==== DOCUMENT TEXT
In the wake of the widespread of misinformation on the Internet and in the news, there emerged a need to combat this phenomenon as effectively as possible. However, despite the advent of technology, human fact-checkers could not keep up with the pace in which misinformation is perpetuated and spread. As a result, there is a need to develop automated systems to assist and help combat false claims and misinformation.

CLEF-2018 CheckThat! Lab [9] introduced two tasks which address two important aspects of fact-checking systems. The main goal of the first task [1] is to detect the check-worthy claims in political debates and prioritize them based on their check-worthiness. This resultant system has two benefits: (1) filtering the claims to be automatically fact-checked, and (2) helping human fact-checkers prioritize the claims to be fact-checked to focus on the most important ones. The second task [2] aims at predicting the veracity of the claims automatically, which is the ultimate goal of fact-checking systems. CheckThat! Lab released both English and Arabic datasets for the two tasks. In this paper, we present our approaches to tackle these two important problems in the context of the lab.
========
» **PARTS OF THE EXERCISE**
a – Answer these questions using the passage on automated fact-checking:
(i) According to the passage, what could human fact-checkers not keep up with?
(ii) What is the main goal of the first CheckThat! task?
(iii) In which languages did CheckThat! Lab release its datasets?
b – Turn the paragraph of the passage on automated fact-checking that opens "CLEF-2018 CheckThat! Lab" into a short bulleted list that keeps its main facts.
c – Pick up the passage on automated fact-checking after its last sentence and carry it on.
==== ENTRIES PROVIDED
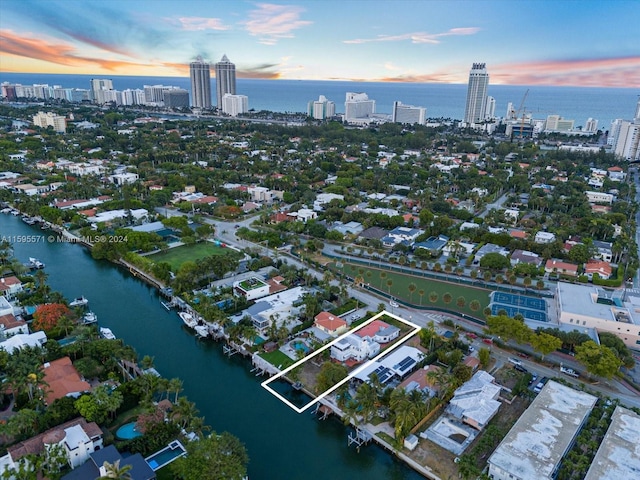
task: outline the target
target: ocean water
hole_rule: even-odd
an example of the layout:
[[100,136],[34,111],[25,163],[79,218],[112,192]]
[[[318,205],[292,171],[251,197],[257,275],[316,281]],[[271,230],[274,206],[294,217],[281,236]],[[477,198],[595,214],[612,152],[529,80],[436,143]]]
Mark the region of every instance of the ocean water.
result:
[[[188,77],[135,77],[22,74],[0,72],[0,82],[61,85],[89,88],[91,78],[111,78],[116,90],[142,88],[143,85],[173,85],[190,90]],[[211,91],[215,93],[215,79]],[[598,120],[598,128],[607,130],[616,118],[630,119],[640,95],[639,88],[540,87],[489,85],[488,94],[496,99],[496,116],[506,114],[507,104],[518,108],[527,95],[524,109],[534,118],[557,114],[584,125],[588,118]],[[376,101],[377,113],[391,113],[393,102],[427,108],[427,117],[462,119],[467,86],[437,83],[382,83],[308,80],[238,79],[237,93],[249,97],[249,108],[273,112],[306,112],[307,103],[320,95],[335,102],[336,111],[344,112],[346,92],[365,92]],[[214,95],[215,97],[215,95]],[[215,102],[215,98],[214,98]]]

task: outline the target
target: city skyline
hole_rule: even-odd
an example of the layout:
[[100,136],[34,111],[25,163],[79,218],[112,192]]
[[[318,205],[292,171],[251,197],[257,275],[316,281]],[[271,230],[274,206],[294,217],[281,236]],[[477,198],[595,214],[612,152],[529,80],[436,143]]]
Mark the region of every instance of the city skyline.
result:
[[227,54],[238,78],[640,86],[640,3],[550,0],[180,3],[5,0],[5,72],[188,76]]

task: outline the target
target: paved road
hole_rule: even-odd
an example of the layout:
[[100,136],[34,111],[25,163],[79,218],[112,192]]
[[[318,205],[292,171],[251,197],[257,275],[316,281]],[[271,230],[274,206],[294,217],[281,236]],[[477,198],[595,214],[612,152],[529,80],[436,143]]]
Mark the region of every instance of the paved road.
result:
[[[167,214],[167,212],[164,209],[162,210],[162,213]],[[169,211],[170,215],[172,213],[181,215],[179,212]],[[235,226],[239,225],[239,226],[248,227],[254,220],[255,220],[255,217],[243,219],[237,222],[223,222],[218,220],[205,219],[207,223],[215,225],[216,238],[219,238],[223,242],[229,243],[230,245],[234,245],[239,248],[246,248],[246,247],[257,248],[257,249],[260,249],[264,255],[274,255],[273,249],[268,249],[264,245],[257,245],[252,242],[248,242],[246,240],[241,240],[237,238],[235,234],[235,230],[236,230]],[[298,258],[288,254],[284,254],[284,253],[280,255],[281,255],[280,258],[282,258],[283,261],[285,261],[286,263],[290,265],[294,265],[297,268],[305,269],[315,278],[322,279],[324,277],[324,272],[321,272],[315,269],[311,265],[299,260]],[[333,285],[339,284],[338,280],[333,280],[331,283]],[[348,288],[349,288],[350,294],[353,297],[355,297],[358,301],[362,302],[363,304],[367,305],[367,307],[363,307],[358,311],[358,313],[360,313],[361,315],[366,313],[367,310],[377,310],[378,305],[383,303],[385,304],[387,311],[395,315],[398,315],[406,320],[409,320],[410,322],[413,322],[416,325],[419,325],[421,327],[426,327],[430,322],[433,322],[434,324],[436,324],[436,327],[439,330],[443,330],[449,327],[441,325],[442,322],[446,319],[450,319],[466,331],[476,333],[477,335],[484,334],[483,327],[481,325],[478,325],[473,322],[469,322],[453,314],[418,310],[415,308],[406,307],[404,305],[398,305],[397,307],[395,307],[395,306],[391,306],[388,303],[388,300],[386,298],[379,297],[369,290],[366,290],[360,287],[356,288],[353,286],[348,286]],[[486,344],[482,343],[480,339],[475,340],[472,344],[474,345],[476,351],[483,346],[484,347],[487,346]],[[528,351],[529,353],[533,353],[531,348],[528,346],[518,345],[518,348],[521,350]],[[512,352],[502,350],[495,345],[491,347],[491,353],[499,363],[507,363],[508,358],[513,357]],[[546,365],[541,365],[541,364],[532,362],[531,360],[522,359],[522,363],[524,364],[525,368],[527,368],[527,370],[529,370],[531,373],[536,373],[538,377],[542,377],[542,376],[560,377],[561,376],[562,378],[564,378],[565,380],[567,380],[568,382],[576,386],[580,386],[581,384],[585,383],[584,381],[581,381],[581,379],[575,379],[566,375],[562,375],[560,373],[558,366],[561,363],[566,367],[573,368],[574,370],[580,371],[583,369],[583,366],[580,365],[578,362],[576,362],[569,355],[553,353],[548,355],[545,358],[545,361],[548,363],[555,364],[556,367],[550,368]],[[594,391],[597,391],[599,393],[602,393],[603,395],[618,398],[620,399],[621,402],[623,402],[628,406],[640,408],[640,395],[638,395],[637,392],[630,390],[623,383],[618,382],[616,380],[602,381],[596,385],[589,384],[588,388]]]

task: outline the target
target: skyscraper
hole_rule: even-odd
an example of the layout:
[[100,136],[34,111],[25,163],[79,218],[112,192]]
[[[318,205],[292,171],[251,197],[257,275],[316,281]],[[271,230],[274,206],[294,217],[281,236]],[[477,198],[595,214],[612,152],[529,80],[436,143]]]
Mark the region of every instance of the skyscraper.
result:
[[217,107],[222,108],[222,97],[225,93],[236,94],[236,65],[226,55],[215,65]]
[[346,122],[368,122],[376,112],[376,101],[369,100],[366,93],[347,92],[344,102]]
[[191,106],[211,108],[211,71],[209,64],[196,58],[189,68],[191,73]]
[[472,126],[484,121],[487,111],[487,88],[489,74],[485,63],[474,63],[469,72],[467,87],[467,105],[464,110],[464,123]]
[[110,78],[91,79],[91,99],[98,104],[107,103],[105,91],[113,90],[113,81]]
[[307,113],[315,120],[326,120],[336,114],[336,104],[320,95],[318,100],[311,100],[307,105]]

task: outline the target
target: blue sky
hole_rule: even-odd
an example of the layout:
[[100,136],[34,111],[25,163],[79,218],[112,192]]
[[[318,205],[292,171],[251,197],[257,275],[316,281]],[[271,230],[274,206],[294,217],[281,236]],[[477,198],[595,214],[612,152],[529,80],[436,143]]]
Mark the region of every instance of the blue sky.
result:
========
==== ENTRIES PROVIDED
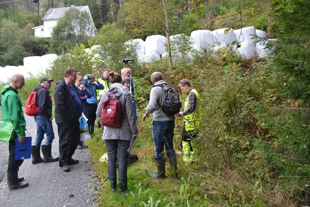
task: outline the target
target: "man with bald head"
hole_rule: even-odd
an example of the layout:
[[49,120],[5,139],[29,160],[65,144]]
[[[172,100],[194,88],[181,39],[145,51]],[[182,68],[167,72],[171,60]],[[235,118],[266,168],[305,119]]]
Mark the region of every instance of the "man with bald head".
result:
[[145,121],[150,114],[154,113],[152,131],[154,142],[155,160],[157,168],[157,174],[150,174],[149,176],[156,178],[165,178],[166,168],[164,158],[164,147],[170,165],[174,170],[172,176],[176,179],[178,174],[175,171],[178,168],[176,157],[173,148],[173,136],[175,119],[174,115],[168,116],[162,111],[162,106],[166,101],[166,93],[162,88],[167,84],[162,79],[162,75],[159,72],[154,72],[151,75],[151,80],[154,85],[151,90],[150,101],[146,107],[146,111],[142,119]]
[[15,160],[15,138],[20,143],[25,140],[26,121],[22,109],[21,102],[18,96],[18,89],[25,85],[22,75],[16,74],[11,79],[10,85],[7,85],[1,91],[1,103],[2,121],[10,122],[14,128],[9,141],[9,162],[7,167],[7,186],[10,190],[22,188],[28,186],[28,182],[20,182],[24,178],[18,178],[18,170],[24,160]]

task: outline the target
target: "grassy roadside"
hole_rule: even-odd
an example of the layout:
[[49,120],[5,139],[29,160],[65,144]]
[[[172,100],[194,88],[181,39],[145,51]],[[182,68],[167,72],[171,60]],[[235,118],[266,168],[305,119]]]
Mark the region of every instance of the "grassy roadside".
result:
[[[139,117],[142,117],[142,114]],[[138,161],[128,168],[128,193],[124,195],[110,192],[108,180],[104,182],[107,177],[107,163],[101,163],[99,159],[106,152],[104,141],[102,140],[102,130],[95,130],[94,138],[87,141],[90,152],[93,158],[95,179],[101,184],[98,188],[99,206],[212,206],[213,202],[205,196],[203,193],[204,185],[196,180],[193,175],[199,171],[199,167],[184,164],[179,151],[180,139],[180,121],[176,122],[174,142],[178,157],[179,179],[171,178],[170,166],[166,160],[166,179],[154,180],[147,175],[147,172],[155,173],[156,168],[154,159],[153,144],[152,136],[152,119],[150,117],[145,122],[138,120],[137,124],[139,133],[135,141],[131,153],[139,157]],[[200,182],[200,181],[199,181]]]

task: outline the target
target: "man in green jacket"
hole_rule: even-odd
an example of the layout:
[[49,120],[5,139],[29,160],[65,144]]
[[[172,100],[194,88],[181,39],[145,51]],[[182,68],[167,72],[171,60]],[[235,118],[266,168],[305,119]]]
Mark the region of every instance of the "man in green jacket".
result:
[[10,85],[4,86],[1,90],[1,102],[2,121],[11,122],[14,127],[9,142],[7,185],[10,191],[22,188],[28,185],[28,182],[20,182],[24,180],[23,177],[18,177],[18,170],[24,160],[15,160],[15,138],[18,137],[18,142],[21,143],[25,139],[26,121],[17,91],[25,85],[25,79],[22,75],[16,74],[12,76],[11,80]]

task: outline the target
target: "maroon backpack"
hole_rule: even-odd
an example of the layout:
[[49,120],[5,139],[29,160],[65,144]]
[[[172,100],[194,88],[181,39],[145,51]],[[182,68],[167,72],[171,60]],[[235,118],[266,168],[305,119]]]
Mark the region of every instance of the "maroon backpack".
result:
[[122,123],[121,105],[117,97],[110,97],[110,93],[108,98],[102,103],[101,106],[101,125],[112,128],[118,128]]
========
» **ANSWERS BY TASK**
a –
(i) The pace at which misinformation is perpetuated and spread.
(ii) To detect the check-worthy claims in political debates and prioritize them based on their check-worthiness.
(iii) English and Arabic.

b –
- CLEF-2018 CheckThat! Lab introduced two tasks on key aspects of fact-checking systems.
- Task 1 detects check-worthy claims in political debates and ranks them by check-worthiness. This filters the claims for automatic fact-checking and helps human fact-checkers focus on the most important ones.
- Task 2 predicts the veracity of claims automatically, which is the ultimate goal of fact-checking systems.
- The lab released English and Arabic datasets for both tasks.
- The paper presents approaches to both problems in the context of the lab.

c –
For the check-worthiness task, we use a learning-to-rank approach with features extracted for each sentence in the debates. The features include word embeddings, types of named entities, part-of-speech tags, and sentiment and topic of sentences. We evaluated the impact of each feature group on training data and eventually submitted (for the test phase) runs on 3 models where each model has different sets of feature groups. Our best performing model that uses only features of named entities, sentiment and topic of sentences is ranked 4 th in the official evaluation. For the Arabic dataset, we automatically translated the dataset into English and used the same models. Our best performing model ranked 1 st in the official evaluation, but only 2 groups participated in the Arabic data challenge.

For the factuality task, we first retrieve some potentially-relevant Web pages using a commercial Web search engine, excluding the pages not allowed (by the lab organizers) for the task. Next, we detect the relevant segments within the pages and use them to extract features for each claim. Our features include percentages of sentences confirming the claim and contradicting with the claim, and also stances of relevant segments. Our best performing run is ranked 6 th in the official evaluation for the English dataset, but we did not participate in the Arabic data challenge in this task.

Task 1: Check-Worthiness

In Task 1 [1], the goal is to rank sentences made in presidential debates according to their likelihood of being check-worthy. In this section, we describe our approach and present the evaluation results.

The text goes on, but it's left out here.